[Supplied material]:

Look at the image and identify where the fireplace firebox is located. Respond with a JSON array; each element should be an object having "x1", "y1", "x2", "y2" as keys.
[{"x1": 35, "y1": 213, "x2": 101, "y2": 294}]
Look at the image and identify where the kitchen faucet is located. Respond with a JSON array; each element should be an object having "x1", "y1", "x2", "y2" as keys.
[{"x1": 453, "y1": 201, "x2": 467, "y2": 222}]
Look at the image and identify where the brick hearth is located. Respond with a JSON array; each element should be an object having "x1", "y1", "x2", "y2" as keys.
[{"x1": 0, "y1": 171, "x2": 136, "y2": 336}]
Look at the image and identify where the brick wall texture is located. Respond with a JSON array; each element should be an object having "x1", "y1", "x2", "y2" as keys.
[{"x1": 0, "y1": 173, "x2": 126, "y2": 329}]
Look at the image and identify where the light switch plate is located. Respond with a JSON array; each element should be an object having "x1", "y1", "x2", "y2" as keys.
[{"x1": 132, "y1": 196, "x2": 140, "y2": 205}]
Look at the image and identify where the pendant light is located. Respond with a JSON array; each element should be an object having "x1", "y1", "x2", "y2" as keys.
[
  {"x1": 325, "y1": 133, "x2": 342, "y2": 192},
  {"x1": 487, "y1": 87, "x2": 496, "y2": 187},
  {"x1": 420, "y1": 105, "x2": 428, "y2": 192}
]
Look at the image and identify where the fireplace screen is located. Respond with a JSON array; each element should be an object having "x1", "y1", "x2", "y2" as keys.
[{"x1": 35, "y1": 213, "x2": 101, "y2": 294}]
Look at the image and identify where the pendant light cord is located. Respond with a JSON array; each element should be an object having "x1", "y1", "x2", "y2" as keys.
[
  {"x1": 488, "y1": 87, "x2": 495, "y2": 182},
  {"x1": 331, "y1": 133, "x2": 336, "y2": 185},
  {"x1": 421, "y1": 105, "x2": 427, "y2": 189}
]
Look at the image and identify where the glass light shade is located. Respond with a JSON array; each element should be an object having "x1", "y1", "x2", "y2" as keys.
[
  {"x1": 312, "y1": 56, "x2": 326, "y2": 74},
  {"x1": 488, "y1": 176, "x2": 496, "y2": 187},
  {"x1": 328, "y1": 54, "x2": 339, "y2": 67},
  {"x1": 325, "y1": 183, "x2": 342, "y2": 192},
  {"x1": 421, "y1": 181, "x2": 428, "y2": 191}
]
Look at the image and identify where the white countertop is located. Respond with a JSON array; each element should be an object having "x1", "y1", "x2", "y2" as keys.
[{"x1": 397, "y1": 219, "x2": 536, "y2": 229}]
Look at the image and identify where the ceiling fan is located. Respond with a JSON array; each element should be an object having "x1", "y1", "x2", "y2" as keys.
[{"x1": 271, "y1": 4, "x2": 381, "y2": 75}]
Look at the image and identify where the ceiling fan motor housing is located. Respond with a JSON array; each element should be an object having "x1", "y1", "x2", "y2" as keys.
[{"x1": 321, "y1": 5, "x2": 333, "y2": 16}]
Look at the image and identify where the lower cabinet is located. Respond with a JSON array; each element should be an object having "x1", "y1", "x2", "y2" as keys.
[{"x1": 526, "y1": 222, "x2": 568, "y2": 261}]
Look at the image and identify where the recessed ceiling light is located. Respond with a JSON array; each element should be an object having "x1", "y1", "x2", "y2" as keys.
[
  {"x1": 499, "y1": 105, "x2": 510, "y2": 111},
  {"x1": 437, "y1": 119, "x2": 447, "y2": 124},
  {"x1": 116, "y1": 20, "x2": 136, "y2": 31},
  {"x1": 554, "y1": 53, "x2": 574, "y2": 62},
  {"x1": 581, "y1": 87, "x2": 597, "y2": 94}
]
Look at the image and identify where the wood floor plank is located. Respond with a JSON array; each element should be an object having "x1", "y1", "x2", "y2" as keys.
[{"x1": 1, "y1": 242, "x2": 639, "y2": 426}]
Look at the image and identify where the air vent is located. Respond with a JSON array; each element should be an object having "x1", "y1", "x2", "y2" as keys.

[Required action]:
Word for word, write out each of the records above.

[Answer space]:
Look at the image and identify where the fireplace firebox is located. Respond with a JSON array; each element should be an object having "x1", "y1", "x2", "y2" as keys.
[{"x1": 35, "y1": 213, "x2": 101, "y2": 294}]
Look at the image and identify where the kitchen faucet is located. Respond with a JSON array; each element should be an object having "x1", "y1", "x2", "y2" as keys.
[{"x1": 453, "y1": 201, "x2": 467, "y2": 222}]
Look at the image and identify where the brick hearth is located. Respond with a JSON array; each element should be an object having "x1", "y1", "x2", "y2" as keys.
[{"x1": 0, "y1": 171, "x2": 136, "y2": 336}]
Look at the image and identify where the brick wall texture is located. Respond with a JSON array; each element should be an object having "x1", "y1", "x2", "y2" as keys.
[{"x1": 0, "y1": 173, "x2": 126, "y2": 329}]
Look at the image and identify where the light switch plate is located. Respond with a JSON array; each element should be an object having "x1", "y1", "x2", "y2" as keys.
[{"x1": 132, "y1": 196, "x2": 140, "y2": 205}]
Look at the image and identify where the pendant light is located. Respond with a JSON array; each element should be an object having "x1", "y1", "x2", "y2" as keys.
[
  {"x1": 325, "y1": 133, "x2": 342, "y2": 192},
  {"x1": 487, "y1": 87, "x2": 496, "y2": 187},
  {"x1": 420, "y1": 105, "x2": 428, "y2": 192}
]
Look at the image and identify where the fireplace screen is located. Respond with a JSON array; each element should be an object having "x1", "y1", "x2", "y2" as keys.
[{"x1": 35, "y1": 213, "x2": 101, "y2": 294}]
Look at the image and identify where the pendant light cord is located. Respond with a JSON array; each element should be an object having "x1", "y1", "x2", "y2" as keys.
[
  {"x1": 488, "y1": 87, "x2": 495, "y2": 182},
  {"x1": 331, "y1": 133, "x2": 336, "y2": 185},
  {"x1": 421, "y1": 105, "x2": 427, "y2": 189}
]
Look at the image and identify where the glass light shade is located. Respond with a JSON array; each element should be an object having "x1", "y1", "x2", "y2" as keys.
[
  {"x1": 312, "y1": 56, "x2": 326, "y2": 74},
  {"x1": 488, "y1": 176, "x2": 496, "y2": 187},
  {"x1": 328, "y1": 54, "x2": 339, "y2": 67},
  {"x1": 325, "y1": 183, "x2": 342, "y2": 192},
  {"x1": 421, "y1": 181, "x2": 428, "y2": 191}
]
Look at the image and identify where the white countertop is located. Respond with a JSON array; each element should be an object having "x1", "y1", "x2", "y2" as keys.
[{"x1": 397, "y1": 219, "x2": 536, "y2": 229}]
Look at the image and identify where the ceiling fan is located. Respond with a JSON array; each element should be an object having "x1", "y1", "x2", "y2" as keys.
[{"x1": 271, "y1": 4, "x2": 381, "y2": 75}]
Look at the image and identify where the ceiling fan motor housing is located. Respond with a JSON array; each element should be an object having "x1", "y1", "x2", "y2" as keys.
[{"x1": 321, "y1": 5, "x2": 333, "y2": 16}]
Look at the image and identify where the lower cabinet is located. Respond with a JSON array; each element should be an object having "x1", "y1", "x2", "y2" as keys.
[{"x1": 526, "y1": 222, "x2": 568, "y2": 261}]
Look at the image and identify where the recessed ceiling light is located. Respond with a JSON array; each element should be an object having "x1", "y1", "x2", "y2" as keys.
[
  {"x1": 499, "y1": 105, "x2": 510, "y2": 111},
  {"x1": 437, "y1": 119, "x2": 447, "y2": 124},
  {"x1": 116, "y1": 20, "x2": 136, "y2": 31},
  {"x1": 554, "y1": 53, "x2": 574, "y2": 62},
  {"x1": 581, "y1": 87, "x2": 597, "y2": 94}
]
Look at the image and identify where the wood floor plank is located. Respond with a JSON array; each element should be an object having "x1", "y1", "x2", "y2" as keys.
[{"x1": 1, "y1": 242, "x2": 639, "y2": 426}]
Look at the image and identify where the air vent is located. Respond with a JSON array; each element should be an object having "x1", "y1", "x2", "y2" as keys.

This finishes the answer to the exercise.